Exercise description |
Please render the records as a Markdown table with the columns "Number" and "Entry": one row per line, its number in the first column and the line in the second. Skip blank lines and leave the pictures out.

Information supplied |

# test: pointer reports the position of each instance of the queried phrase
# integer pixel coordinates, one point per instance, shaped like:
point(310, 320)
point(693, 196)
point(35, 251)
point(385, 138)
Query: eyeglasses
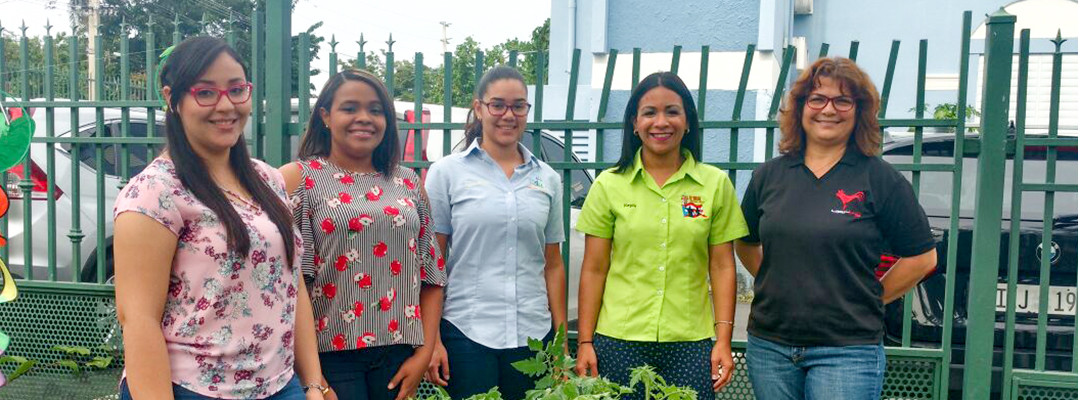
point(498, 108)
point(210, 96)
point(841, 102)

Final answer |
| Number | Entry |
|---|---|
| 1 | # test: pointer reports the position of each instance of the queried phrase |
| 2 | # integer pixel coordinates, one point per instance, shaped like: |
| 3 | point(310, 320) |
| 4 | point(693, 196) |
| 5 | point(35, 251) |
| 6 | point(385, 138) |
| 7 | Query: eyeglasses |
| 8 | point(498, 108) |
| 9 | point(210, 96) |
| 10 | point(841, 102) |